** Start of Excerpted passage **

Pixels2GenAI
Path iii Generative
M 12 · 12.1.2 · conceptual

12.1.2 DCGAN Art

Generate abstract art with a Deep Convolutional GAN; explore the learned latent space; train the network from scratch on African fabric patterns.

Duration35–40 min
Levelintermediate-advanced
Load3 architecture concepts
PrereqsPyTorch basics, convolutions
DCGAN generating diverse African fabric patterns through latent space interpolation
Fig. 1 A trained DCGAN generating African fabric patterns by walking through latent space.

Overview

Deep Convolutional Generative Adversarial Networks (DCGANs) were introduced by Radford et al. in 2015. They apply convolutional neural network architectures to the GAN framework, producing images with coherent spatial structure where fully-connected GANs produced noise.

In this exercise you will generate abstract art with a pre-trained DCGAN, explore the learned latent space through interpolation, and (optionally) train the network from scratch on a real dataset of African fabric patterns. The narrative arc: in early modules you wrote algorithms to generate patterns by hand; here, you teach a neural network to learn and generate similar patterns autonomously.

Learning objectives

  1. Understand why convolutional architectures improve image generation over fully-connected networks.

** End of Excerpted passage **

● **Problems and tasks**:
• a. Return the part of the DCGAN art page that opens with the words containing "Pixels2GenAI" and closes with "on African fabric patterns.".
• b. Summarize the DCGAN art page in two sentences.

** Start of Supplied data **

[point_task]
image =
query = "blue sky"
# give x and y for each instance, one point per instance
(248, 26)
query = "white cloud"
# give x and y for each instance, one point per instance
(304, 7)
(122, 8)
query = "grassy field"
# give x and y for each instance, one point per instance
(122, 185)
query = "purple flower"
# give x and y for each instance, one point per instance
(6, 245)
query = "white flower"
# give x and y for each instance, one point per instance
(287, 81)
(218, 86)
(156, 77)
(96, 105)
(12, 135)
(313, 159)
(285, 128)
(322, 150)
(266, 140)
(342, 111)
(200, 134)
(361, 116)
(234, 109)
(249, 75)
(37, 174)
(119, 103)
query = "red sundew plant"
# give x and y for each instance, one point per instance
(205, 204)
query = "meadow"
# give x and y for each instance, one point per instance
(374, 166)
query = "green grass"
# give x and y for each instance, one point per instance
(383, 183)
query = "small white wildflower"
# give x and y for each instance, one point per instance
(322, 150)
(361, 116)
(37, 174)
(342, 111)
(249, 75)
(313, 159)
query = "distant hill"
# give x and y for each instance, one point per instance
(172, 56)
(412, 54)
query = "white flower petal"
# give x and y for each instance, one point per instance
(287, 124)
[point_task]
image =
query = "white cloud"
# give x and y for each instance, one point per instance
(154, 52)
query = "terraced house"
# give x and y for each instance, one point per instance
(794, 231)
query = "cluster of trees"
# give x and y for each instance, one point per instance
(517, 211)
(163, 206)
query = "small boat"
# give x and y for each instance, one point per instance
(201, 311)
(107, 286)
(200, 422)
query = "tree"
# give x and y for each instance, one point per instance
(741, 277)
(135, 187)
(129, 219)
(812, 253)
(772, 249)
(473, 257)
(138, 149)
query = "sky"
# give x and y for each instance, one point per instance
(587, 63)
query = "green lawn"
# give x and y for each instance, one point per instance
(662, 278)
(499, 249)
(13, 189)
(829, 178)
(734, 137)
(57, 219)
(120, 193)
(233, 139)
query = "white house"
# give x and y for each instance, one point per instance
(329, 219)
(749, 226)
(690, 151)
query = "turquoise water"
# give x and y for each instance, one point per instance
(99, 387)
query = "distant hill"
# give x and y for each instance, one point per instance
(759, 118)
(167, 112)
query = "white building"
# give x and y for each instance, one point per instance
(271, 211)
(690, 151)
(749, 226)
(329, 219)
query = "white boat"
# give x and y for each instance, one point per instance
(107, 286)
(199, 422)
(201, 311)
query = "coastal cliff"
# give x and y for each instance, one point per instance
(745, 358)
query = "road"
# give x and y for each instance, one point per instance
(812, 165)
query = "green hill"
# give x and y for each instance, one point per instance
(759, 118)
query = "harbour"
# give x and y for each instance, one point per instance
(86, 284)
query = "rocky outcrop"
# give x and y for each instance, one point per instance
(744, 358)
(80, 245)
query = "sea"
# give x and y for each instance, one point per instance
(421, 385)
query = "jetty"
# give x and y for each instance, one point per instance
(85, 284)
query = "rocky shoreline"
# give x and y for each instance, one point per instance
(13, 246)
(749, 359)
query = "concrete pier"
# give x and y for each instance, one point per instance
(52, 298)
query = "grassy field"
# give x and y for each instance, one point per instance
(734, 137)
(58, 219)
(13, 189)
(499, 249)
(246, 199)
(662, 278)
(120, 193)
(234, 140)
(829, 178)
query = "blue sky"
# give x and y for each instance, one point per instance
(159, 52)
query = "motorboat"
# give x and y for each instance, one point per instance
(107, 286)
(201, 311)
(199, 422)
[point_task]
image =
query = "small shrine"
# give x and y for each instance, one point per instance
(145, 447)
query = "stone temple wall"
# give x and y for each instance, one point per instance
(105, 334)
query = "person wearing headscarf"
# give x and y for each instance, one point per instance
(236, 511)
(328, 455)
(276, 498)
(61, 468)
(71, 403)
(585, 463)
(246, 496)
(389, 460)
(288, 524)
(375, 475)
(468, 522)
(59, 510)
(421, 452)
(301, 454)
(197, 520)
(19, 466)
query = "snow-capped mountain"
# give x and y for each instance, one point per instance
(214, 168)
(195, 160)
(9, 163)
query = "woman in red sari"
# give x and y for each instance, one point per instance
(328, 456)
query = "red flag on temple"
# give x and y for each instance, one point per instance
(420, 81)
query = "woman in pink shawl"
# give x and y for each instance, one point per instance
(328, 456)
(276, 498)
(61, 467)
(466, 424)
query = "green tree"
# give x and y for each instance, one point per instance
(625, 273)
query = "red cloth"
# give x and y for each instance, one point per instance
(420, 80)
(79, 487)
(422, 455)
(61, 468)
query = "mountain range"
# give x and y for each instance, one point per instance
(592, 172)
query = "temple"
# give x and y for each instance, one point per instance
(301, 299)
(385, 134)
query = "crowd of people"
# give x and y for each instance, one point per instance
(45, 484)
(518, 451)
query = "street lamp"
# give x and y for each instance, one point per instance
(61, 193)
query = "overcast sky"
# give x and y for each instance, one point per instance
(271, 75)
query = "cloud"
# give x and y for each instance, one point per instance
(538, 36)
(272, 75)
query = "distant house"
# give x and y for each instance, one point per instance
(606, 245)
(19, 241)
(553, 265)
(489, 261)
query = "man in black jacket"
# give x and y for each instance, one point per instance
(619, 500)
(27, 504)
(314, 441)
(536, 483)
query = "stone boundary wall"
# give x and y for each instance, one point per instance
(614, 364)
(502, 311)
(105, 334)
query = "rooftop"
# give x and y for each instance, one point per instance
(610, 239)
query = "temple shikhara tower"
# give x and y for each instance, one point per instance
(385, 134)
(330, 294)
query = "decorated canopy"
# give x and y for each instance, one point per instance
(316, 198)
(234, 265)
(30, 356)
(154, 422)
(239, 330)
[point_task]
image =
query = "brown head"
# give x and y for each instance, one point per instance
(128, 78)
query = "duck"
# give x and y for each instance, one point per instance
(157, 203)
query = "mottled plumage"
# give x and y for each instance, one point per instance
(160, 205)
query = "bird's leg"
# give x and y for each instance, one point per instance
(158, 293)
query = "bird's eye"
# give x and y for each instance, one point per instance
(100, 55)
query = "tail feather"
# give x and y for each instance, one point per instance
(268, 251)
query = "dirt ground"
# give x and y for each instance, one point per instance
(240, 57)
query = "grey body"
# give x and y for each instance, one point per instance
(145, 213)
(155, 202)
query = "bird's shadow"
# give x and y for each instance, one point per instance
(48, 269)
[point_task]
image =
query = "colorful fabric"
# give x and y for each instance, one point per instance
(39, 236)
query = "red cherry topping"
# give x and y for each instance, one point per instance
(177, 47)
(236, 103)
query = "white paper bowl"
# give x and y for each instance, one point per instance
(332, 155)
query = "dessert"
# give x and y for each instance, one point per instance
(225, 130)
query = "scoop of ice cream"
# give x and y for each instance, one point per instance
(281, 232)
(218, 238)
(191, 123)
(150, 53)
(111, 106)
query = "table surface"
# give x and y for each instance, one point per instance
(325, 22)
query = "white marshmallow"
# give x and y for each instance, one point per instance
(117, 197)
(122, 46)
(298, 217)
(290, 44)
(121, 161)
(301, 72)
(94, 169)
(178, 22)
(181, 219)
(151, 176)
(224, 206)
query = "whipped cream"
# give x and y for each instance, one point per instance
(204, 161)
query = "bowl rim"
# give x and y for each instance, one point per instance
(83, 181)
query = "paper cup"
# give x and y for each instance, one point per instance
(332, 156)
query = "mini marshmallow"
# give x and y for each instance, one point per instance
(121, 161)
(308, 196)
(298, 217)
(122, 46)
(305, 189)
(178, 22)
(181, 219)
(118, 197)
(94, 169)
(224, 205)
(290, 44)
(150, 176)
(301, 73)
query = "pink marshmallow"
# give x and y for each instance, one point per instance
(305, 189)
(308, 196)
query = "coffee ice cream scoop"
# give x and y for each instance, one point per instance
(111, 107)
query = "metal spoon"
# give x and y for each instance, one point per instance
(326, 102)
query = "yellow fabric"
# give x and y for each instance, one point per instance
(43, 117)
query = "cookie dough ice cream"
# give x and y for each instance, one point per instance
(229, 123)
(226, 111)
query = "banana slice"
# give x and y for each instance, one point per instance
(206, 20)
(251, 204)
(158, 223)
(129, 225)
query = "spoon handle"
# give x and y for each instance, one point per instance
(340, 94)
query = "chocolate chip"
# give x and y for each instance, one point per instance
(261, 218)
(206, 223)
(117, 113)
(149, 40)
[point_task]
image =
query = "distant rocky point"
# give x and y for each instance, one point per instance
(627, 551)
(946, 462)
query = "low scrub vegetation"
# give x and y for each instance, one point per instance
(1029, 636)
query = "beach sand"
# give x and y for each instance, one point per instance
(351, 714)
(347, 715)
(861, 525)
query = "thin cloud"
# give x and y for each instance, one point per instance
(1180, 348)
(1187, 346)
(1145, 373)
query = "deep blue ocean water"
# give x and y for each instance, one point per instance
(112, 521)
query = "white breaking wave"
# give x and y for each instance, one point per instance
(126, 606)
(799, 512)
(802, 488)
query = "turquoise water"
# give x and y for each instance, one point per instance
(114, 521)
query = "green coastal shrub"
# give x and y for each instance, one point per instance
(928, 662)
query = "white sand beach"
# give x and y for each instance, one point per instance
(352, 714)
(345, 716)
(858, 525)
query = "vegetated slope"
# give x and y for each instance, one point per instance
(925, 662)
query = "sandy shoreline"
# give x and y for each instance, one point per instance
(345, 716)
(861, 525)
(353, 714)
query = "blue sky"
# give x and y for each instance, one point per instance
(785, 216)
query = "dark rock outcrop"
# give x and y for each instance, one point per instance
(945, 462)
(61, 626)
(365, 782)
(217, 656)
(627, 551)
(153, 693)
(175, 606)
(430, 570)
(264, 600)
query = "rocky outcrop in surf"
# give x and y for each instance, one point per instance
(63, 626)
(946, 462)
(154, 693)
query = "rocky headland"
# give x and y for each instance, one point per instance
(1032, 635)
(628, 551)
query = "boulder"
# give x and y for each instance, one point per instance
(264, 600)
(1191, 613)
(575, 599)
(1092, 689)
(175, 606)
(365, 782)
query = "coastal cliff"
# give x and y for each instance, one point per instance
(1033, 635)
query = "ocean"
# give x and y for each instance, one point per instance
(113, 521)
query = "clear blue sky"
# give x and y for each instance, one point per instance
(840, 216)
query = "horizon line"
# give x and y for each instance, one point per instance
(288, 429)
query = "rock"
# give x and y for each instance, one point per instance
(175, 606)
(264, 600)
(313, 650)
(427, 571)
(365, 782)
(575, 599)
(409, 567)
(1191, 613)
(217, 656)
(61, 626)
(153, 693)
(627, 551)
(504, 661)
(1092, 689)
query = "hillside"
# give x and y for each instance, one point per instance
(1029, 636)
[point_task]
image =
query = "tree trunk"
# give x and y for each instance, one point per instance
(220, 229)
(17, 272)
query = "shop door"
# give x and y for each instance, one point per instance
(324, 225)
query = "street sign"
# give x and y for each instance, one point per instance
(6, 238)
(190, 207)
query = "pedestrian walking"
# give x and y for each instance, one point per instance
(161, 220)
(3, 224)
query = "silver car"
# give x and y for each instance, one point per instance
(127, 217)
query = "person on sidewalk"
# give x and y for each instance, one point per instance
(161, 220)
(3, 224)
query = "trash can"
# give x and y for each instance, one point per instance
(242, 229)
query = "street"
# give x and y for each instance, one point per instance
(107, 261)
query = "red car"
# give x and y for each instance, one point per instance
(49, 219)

** End of Supplied data **

● **Task-by-task solutions**:
• a.
Pixels2GenAI
Path iii Generative
M 12 · 12.1.2 · conceptual

12.1.2 DCGAN Art

Generate abstract art with a Deep Convolutional GAN; explore the learned latent space; train the network from scratch on African fabric patterns.

• b. Deep Convolutional Generative Adversarial Networks, introduced by Radford et al. in 2015, apply convolutional neural network architectures to the GAN framework and produce images with coherent spatial structure where fully-connected GANs produced noise. The exercise has you generate abstract art with a pre-trained DCGAN, explore the learned latent space through interpolation, and optionally train the network from scratch on a real dataset of African fabric patterns.